| YOUR GOAL |
For the entries below, how many lines contain the word "pitch"? Reply with the number and nothing else.

| EXTRACTED INFORMATION |
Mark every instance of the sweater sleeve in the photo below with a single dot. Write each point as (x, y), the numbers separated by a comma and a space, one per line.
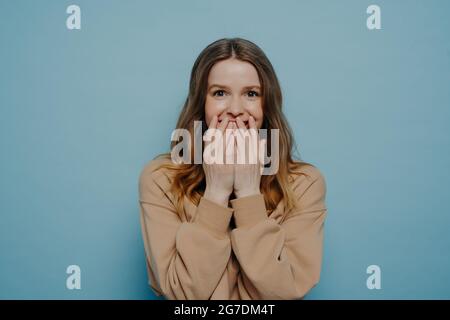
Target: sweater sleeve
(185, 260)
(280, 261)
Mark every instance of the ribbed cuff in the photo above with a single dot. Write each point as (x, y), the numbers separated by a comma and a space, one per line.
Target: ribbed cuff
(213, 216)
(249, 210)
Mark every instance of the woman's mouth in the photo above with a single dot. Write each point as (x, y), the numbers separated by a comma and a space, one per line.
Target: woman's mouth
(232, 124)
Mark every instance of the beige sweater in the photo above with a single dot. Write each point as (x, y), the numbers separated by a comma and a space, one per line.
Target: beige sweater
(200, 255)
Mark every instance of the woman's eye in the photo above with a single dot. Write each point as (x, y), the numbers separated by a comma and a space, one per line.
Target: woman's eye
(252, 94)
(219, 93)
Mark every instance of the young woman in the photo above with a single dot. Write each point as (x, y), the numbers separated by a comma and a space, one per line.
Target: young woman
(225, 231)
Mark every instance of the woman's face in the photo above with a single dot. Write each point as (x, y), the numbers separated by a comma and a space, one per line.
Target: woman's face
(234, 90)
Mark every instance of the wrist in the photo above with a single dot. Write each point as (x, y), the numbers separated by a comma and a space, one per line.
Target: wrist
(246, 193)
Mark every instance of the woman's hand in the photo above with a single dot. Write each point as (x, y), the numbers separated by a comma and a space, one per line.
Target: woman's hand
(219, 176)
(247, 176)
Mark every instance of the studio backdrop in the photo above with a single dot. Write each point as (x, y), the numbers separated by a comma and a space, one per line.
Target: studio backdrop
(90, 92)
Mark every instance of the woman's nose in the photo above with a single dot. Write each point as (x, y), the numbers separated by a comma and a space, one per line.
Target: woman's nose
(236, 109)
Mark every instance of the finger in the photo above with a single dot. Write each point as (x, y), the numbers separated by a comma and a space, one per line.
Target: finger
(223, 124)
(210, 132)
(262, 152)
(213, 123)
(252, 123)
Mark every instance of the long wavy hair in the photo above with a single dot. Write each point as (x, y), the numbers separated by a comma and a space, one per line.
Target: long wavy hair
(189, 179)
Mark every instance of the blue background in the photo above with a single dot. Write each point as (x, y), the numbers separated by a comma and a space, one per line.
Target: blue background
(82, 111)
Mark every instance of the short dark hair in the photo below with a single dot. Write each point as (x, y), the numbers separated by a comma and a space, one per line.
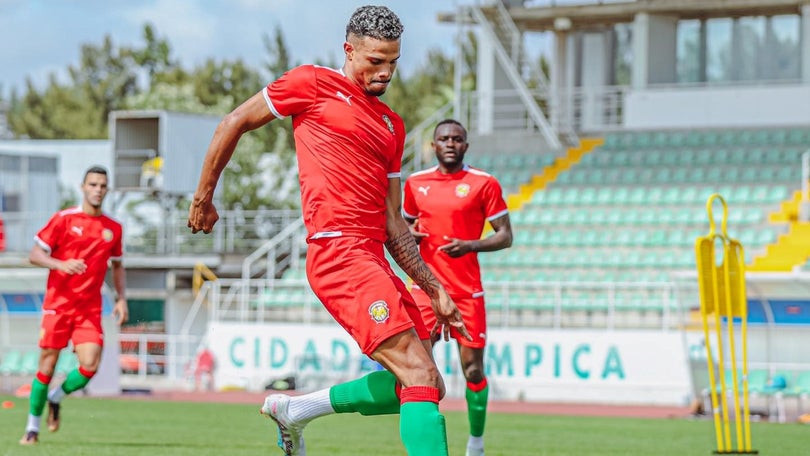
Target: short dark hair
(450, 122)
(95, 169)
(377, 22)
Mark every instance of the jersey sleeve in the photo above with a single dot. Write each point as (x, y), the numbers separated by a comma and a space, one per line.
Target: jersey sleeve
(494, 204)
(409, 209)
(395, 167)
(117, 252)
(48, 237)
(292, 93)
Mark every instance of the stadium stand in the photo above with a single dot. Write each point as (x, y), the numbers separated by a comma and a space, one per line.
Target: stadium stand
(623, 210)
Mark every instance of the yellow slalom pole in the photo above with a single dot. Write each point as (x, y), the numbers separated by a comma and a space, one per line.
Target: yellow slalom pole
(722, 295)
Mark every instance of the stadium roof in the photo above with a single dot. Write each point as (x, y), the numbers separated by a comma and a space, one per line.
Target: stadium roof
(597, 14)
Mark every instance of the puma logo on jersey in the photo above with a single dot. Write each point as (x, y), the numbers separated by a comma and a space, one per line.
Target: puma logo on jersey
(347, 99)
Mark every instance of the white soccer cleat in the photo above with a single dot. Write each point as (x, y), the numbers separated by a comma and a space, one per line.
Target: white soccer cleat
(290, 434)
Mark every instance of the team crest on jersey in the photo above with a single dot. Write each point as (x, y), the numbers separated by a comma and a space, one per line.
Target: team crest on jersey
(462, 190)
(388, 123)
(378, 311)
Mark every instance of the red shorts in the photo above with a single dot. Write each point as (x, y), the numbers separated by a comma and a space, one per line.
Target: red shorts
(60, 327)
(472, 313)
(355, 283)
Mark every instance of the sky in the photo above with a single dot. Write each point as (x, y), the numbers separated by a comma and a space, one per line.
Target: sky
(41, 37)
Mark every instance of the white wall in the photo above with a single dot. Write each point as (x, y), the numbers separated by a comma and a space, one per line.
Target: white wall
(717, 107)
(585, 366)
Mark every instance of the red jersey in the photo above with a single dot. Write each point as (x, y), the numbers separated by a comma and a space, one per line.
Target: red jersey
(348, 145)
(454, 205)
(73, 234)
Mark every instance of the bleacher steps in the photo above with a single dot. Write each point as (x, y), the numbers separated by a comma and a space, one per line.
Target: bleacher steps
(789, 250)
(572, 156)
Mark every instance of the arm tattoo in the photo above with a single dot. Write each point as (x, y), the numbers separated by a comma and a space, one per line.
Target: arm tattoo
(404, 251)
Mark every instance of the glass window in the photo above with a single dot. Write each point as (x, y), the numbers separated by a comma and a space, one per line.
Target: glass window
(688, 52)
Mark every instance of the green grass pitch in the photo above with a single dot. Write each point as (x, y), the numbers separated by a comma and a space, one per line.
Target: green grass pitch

* * *

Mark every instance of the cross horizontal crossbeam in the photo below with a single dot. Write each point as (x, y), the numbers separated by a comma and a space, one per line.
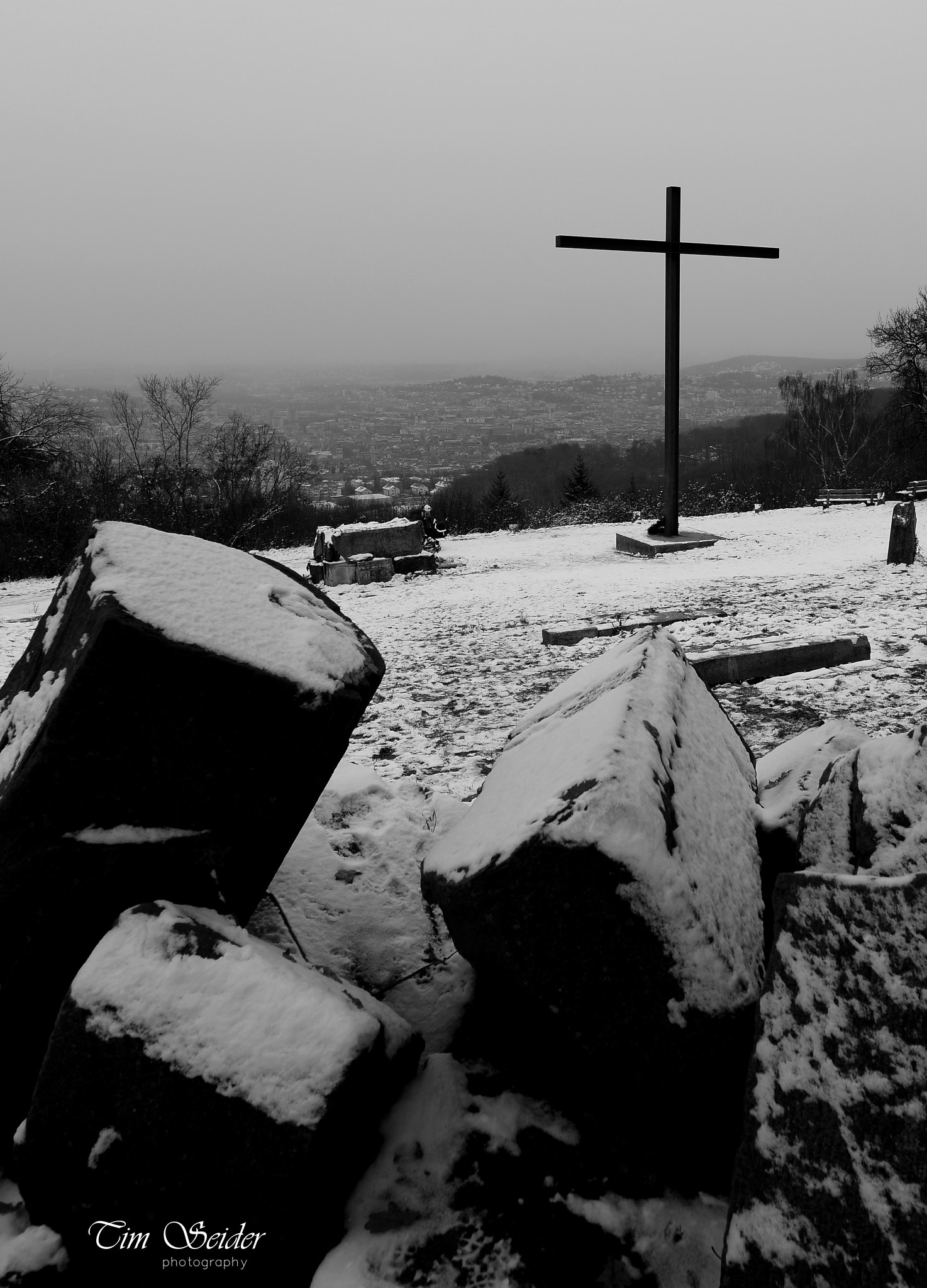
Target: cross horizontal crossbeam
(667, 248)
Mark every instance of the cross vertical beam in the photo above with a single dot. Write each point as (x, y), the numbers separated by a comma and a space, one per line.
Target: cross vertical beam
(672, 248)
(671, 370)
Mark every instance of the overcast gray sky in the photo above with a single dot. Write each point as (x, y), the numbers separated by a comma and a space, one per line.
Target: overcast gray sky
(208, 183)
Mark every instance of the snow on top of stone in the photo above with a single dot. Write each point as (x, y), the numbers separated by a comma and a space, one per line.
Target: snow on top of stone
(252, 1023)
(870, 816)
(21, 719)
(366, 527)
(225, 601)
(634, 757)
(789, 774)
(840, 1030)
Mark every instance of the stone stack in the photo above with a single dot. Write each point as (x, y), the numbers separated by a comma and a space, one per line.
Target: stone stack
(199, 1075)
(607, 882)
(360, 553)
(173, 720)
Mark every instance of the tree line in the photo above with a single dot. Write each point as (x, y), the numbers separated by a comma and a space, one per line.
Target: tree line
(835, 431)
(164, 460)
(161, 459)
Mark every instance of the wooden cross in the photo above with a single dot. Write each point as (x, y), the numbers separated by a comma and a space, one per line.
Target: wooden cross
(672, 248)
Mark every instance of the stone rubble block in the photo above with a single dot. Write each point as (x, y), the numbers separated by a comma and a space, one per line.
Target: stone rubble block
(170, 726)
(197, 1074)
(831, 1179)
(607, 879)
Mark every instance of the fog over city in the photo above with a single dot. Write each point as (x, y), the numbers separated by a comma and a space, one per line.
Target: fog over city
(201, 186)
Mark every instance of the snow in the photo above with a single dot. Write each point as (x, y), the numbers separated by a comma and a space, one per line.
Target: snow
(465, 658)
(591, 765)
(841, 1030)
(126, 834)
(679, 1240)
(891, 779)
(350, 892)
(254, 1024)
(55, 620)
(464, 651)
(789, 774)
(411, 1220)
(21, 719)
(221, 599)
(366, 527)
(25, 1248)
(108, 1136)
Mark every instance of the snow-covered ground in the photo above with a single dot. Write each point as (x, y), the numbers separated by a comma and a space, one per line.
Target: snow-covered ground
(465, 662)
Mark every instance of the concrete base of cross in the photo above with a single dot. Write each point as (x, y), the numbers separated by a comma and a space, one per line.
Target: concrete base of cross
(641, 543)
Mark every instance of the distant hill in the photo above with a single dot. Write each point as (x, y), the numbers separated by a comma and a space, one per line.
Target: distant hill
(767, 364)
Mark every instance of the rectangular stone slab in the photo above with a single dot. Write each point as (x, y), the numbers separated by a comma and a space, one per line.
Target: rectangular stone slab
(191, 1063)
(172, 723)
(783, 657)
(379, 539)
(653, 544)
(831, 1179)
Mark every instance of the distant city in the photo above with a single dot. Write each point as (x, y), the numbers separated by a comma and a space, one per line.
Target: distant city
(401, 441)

* * *

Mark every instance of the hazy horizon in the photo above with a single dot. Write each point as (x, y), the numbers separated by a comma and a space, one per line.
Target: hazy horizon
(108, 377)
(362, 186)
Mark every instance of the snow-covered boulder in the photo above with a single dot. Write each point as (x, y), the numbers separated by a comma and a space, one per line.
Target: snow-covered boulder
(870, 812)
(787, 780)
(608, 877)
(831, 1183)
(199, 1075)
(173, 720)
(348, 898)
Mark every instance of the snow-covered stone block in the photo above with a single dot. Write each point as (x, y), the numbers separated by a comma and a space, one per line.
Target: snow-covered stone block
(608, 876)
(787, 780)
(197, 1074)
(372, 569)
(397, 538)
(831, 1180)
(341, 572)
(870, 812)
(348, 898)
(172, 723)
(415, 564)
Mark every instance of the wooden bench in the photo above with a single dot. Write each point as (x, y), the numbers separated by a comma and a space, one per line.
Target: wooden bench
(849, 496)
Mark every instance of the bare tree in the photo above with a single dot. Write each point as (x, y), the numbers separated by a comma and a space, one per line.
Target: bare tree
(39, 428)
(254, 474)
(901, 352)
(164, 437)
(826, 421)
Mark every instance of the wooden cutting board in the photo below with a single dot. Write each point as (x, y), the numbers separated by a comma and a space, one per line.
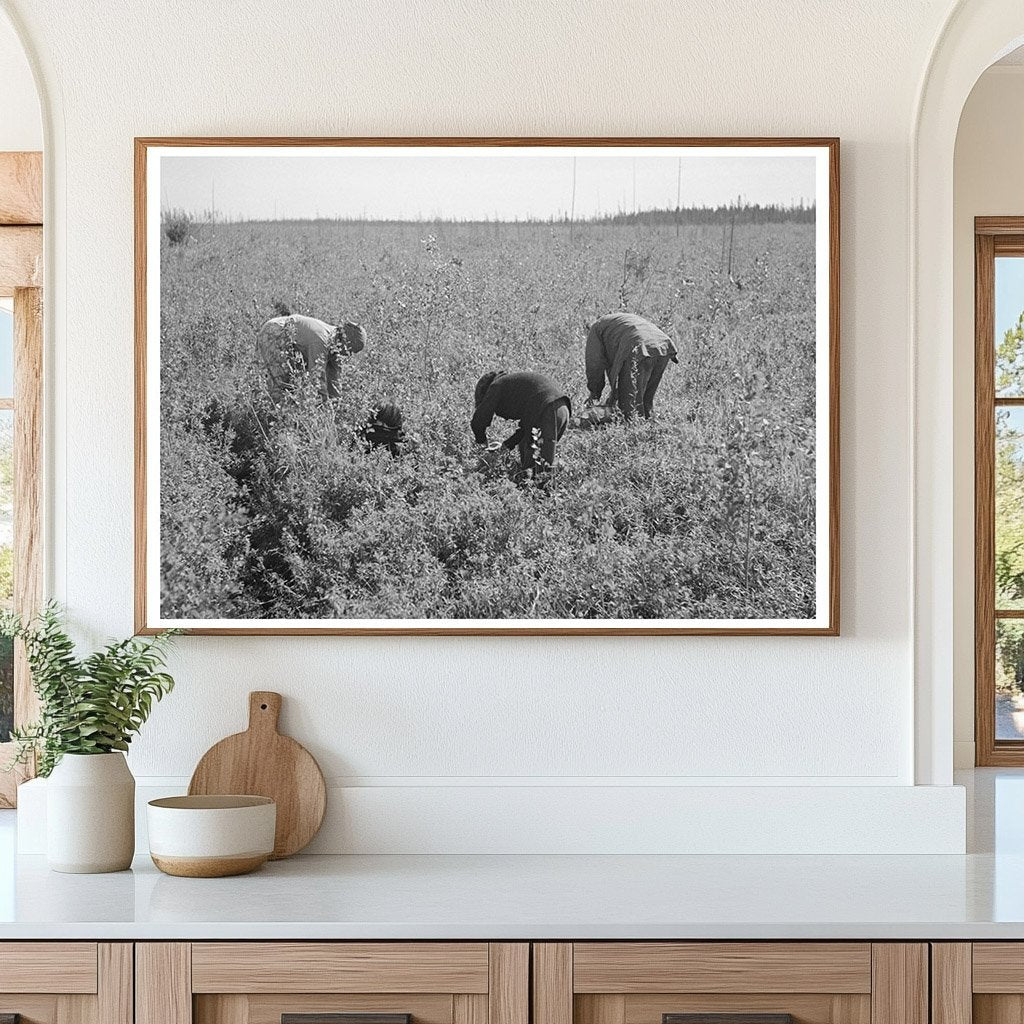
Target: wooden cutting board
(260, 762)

| REPLY |
2